▸ **What to do**
Set down the line that contains "Target: wet hair" and every line after it to the end of the entries, exactly as they stand and nothing more.
________________________________________
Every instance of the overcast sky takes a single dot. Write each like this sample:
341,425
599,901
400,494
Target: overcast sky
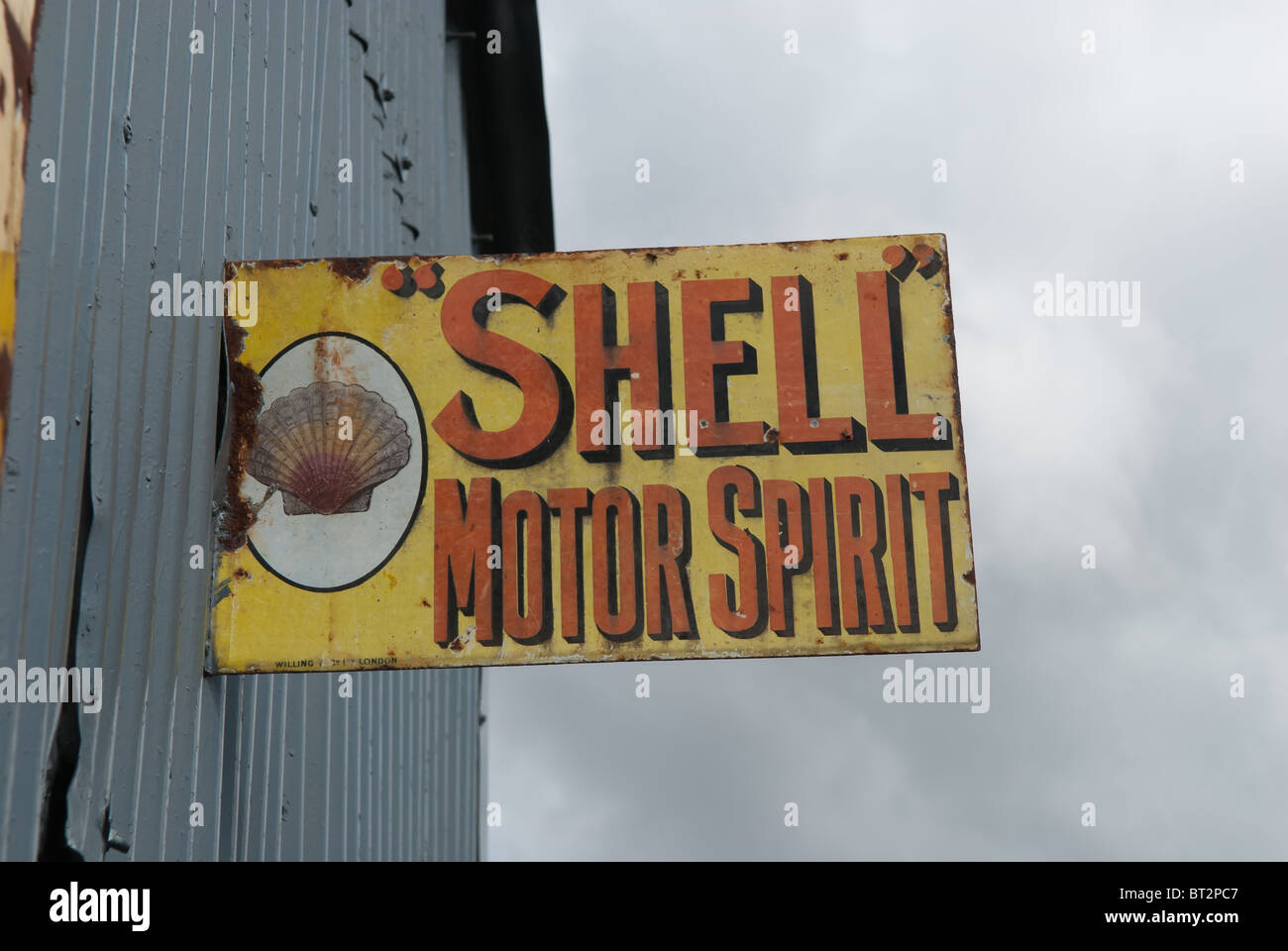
1108,686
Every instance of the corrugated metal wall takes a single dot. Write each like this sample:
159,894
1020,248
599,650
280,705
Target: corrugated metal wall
171,161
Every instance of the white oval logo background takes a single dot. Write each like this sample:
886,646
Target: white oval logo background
334,552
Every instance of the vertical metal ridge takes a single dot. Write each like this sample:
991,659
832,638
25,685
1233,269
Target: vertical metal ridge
281,765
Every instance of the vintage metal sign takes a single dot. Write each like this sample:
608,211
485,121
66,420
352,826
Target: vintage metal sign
609,455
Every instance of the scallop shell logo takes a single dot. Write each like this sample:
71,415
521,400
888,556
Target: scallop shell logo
339,463
327,446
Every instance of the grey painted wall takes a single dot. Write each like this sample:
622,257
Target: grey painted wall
171,161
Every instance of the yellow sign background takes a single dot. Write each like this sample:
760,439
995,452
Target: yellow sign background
262,622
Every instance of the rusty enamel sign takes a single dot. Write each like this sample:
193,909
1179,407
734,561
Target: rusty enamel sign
16,59
735,451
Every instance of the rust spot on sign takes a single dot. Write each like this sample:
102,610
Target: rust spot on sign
237,514
351,268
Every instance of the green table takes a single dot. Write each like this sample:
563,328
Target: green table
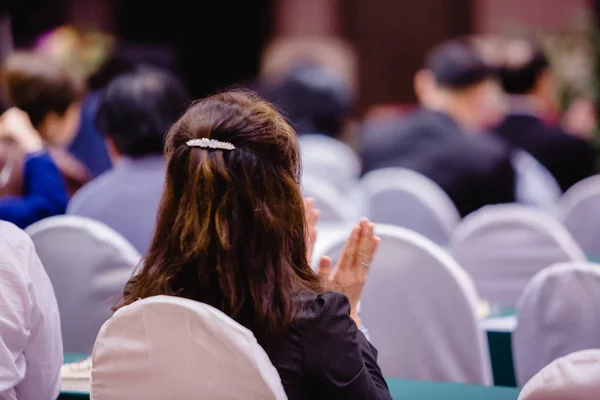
415,390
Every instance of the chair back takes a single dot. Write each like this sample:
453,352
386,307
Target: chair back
573,377
332,159
420,309
88,264
557,315
334,207
166,347
578,210
503,246
398,196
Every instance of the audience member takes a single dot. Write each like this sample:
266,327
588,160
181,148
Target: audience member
528,79
315,100
134,114
50,95
232,232
441,139
42,193
30,338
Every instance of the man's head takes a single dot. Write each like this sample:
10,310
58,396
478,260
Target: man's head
48,92
455,80
526,71
137,109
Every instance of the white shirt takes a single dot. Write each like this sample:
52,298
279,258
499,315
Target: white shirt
30,336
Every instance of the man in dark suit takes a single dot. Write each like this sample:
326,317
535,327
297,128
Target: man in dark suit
527,78
441,140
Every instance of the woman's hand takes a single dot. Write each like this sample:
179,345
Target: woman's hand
312,217
350,274
16,125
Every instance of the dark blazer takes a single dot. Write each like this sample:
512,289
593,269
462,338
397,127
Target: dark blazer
568,158
474,170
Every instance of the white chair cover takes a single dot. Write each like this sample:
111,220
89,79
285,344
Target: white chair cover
420,309
535,185
334,206
573,377
88,264
332,159
557,315
167,347
503,246
402,197
578,211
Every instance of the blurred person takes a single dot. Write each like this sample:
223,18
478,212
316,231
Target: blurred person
233,232
135,112
31,349
39,191
50,95
443,139
529,82
316,100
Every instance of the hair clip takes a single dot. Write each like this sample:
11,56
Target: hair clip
210,144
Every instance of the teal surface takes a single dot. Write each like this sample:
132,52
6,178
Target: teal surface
414,390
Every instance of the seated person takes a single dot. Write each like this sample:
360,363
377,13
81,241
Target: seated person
39,191
315,100
50,95
442,140
528,79
31,350
134,114
232,232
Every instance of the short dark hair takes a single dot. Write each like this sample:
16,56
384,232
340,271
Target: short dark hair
137,109
314,99
39,86
456,64
520,76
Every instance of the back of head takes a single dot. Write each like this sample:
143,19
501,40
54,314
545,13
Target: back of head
137,108
456,64
524,63
315,99
39,86
231,228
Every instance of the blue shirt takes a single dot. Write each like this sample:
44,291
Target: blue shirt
44,193
126,198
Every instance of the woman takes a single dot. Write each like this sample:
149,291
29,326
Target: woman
232,233
41,189
50,95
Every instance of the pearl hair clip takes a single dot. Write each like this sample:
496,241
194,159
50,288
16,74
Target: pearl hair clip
210,144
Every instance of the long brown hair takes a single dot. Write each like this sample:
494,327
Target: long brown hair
231,230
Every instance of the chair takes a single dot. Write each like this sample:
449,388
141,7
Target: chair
334,206
503,246
578,210
573,377
557,315
420,309
88,264
167,347
332,159
402,197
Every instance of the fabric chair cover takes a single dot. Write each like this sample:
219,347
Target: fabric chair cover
331,159
167,347
420,309
402,197
88,264
334,206
535,185
557,315
578,211
573,377
503,246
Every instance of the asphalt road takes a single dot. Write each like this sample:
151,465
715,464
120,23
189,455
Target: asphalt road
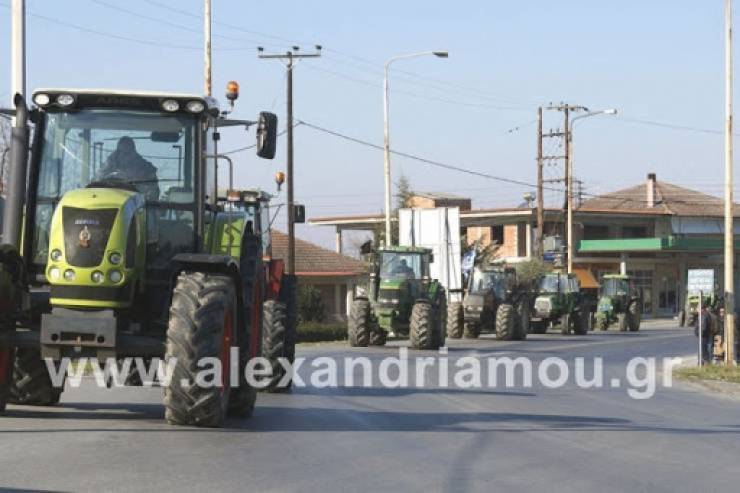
402,439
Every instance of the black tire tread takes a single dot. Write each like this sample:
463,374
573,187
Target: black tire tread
195,331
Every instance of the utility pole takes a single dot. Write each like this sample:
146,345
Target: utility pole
729,212
207,39
18,39
540,190
289,58
567,174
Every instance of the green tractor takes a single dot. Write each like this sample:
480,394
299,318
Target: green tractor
117,245
559,300
618,302
400,300
494,301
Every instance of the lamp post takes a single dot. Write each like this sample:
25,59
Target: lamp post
569,173
386,135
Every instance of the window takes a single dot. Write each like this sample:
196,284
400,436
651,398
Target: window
397,265
634,232
595,232
497,235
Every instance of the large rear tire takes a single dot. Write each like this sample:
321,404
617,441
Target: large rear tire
202,324
358,326
31,384
505,322
455,320
276,343
422,327
633,317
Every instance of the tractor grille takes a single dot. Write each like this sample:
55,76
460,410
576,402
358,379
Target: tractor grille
86,248
389,297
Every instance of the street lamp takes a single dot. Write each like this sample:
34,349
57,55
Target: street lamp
570,249
386,135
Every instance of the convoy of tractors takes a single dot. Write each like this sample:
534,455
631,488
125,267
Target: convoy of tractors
120,240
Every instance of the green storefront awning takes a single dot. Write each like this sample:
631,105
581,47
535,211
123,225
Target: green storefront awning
656,244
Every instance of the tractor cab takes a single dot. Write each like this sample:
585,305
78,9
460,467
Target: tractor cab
618,302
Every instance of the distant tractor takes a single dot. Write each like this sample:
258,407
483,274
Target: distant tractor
118,244
559,300
618,302
400,300
495,302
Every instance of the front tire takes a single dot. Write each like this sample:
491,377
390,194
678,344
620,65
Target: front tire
202,324
455,320
422,327
31,384
276,342
358,326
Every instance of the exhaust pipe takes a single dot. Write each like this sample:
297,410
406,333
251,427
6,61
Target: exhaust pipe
15,196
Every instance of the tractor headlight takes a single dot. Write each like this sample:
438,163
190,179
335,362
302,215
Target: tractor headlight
170,105
65,100
195,106
41,99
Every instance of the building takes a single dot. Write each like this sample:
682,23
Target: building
333,274
654,231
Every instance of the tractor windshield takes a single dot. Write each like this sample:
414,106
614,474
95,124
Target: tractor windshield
485,281
616,287
144,151
551,284
400,265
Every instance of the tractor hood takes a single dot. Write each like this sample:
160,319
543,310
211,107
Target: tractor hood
97,239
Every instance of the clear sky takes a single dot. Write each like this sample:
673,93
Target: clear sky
657,61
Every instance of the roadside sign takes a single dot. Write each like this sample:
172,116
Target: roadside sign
700,280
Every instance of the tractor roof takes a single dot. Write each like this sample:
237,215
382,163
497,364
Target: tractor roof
405,249
114,97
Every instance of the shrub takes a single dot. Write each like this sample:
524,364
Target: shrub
317,332
311,306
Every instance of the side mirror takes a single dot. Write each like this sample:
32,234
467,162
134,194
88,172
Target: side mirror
299,214
267,135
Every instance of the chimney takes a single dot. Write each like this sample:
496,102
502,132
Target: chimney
651,190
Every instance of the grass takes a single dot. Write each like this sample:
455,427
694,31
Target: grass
322,332
710,372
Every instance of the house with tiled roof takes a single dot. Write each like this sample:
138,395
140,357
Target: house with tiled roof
332,273
654,231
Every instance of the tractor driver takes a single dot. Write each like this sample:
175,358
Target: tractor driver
127,165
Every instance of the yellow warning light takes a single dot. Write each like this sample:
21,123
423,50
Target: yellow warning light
232,90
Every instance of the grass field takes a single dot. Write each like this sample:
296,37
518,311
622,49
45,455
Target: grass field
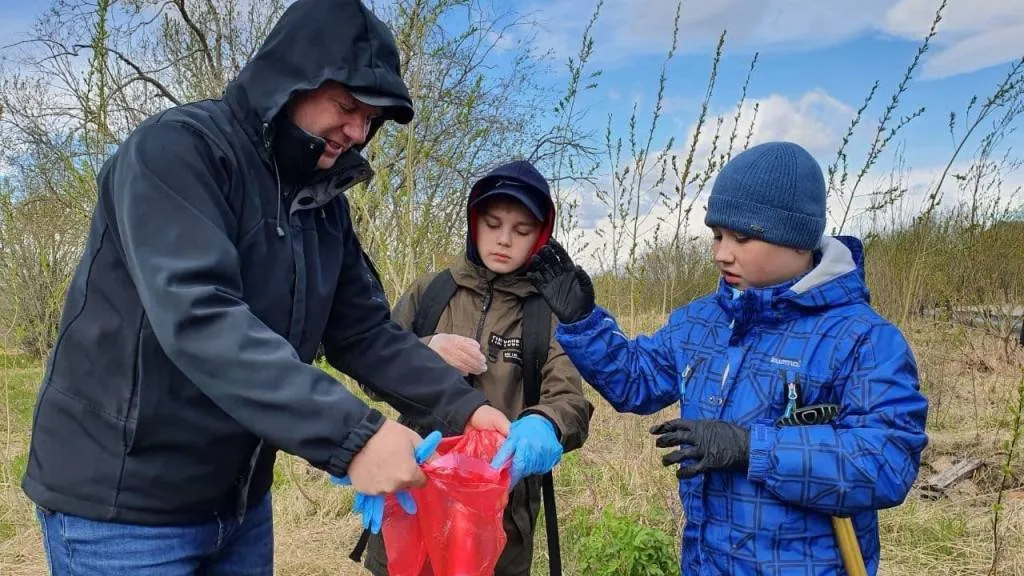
615,490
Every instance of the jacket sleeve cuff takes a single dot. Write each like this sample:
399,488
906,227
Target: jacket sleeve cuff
547,414
762,445
356,439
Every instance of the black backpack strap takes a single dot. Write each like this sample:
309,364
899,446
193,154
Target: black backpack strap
536,341
432,302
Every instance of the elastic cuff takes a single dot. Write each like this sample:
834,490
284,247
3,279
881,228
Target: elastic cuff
762,445
357,438
546,416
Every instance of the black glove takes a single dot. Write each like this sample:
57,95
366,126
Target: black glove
565,286
715,444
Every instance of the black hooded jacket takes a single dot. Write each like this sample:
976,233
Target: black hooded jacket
217,262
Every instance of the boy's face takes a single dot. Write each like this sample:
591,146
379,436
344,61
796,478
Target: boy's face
506,232
748,262
333,114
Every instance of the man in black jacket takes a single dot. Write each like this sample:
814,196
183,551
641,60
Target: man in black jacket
220,256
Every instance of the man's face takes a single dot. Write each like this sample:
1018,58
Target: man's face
747,262
506,232
333,114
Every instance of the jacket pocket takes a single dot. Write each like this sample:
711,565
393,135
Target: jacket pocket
148,388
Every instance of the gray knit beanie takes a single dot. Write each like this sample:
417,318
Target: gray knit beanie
773,192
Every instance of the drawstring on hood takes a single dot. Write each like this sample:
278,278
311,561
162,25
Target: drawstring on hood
341,41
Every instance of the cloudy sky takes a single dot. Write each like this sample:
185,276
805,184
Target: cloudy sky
817,63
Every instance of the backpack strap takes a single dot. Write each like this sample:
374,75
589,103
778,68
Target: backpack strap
536,341
432,302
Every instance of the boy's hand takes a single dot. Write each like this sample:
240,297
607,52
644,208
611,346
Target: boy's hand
565,286
489,418
532,447
461,353
715,444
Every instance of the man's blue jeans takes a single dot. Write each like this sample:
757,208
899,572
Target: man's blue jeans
78,546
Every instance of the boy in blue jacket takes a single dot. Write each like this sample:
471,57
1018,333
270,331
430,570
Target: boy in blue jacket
798,401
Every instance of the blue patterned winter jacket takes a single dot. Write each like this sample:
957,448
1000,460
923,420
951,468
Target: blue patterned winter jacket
730,359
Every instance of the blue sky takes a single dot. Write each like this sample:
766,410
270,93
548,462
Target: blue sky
817,60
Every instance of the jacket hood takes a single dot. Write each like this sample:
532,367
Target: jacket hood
519,171
837,279
312,42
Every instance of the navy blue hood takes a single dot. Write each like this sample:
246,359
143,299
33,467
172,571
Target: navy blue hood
520,172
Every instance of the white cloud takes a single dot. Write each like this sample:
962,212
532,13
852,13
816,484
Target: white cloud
816,120
972,35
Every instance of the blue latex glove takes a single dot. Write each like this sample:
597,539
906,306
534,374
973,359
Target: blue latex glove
532,446
372,507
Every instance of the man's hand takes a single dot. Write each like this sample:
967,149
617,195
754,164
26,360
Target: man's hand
372,507
461,353
714,444
387,462
532,447
565,286
489,418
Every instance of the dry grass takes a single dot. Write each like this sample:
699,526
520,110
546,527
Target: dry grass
967,374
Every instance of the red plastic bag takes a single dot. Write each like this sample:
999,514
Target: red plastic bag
457,530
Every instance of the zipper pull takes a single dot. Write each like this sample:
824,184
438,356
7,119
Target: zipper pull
684,379
486,299
793,396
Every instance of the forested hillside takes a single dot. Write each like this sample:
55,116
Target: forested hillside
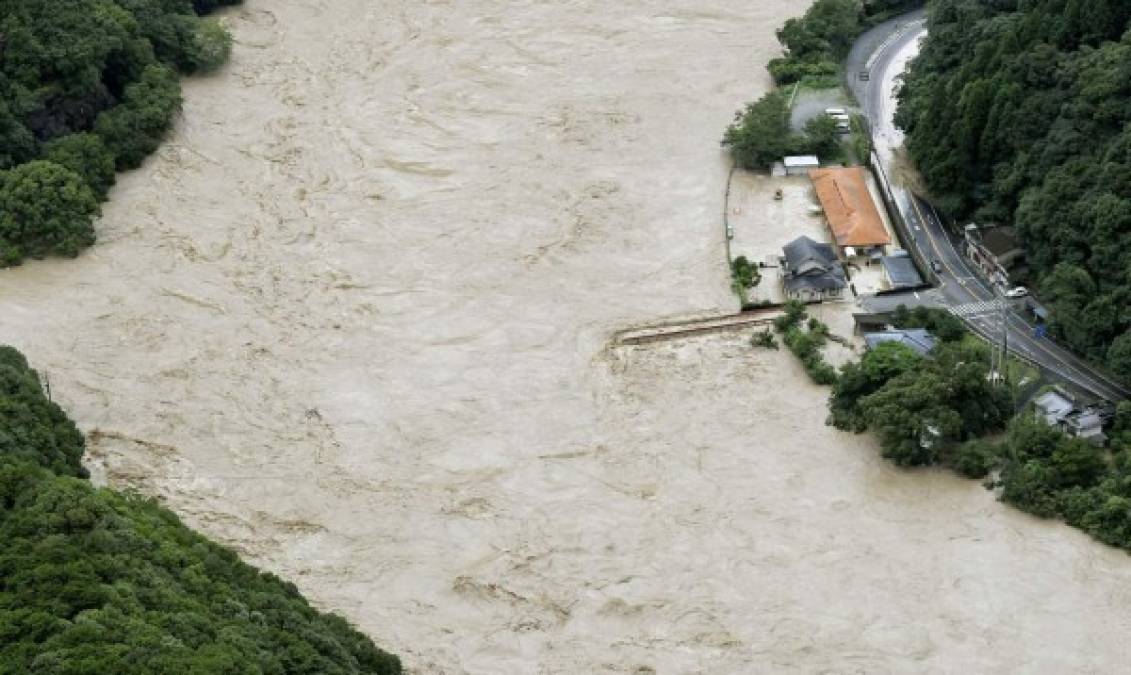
87,87
1020,113
95,581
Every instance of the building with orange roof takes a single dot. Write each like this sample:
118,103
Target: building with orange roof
848,207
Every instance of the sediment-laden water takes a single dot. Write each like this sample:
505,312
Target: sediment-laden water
353,321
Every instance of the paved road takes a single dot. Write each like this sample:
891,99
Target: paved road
882,53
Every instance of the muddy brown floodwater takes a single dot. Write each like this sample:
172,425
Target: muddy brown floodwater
353,321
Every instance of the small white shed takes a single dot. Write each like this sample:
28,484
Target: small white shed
801,164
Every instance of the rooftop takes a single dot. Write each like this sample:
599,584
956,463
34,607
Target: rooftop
812,265
1053,406
916,338
848,207
901,270
802,161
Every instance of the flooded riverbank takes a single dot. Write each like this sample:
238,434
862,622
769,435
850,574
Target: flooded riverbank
353,321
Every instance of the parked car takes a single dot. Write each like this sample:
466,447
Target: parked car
1019,292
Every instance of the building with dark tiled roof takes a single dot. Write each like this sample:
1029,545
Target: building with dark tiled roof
811,271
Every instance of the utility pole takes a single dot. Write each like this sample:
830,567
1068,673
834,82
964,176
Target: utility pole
999,357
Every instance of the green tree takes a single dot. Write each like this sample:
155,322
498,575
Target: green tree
31,425
86,155
875,369
212,45
100,581
136,128
44,209
821,136
760,133
1119,356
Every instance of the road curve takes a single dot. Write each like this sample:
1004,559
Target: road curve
883,53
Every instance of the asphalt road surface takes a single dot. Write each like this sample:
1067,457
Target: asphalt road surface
873,69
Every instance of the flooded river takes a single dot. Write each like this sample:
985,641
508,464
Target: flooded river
353,320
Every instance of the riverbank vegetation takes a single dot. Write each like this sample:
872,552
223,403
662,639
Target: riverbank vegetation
1020,114
87,87
817,42
93,580
760,133
805,336
947,408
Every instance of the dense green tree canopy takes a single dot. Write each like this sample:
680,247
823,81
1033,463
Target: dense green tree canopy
32,427
44,208
95,581
109,67
819,40
1020,113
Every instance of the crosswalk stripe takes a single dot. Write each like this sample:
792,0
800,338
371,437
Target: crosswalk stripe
973,309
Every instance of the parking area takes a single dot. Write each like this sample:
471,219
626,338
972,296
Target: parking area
768,213
762,224
812,103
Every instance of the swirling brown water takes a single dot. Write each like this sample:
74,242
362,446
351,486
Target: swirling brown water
353,320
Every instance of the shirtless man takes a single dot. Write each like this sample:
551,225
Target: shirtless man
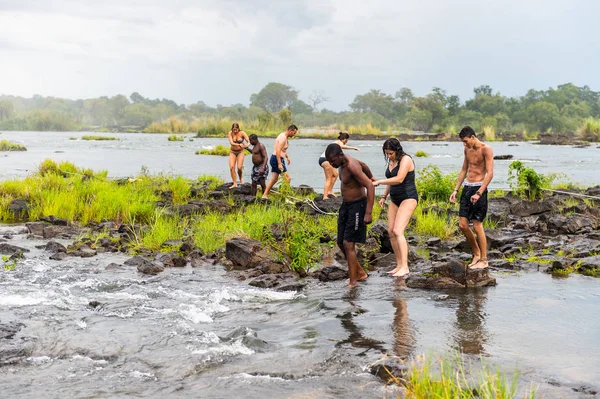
358,194
478,168
260,170
279,157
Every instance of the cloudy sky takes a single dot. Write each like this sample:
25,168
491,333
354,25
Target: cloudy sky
222,51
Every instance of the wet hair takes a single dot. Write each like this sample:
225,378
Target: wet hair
393,144
466,131
333,150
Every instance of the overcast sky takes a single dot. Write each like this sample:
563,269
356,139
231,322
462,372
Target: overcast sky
222,51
________________________________________
▸ **Written reply**
Target: wet hair
393,144
466,131
333,150
Every instance of the overcast sky takes a single dot. Write each like this sample:
563,269
356,139
231,322
462,372
Target: overcast sky
222,51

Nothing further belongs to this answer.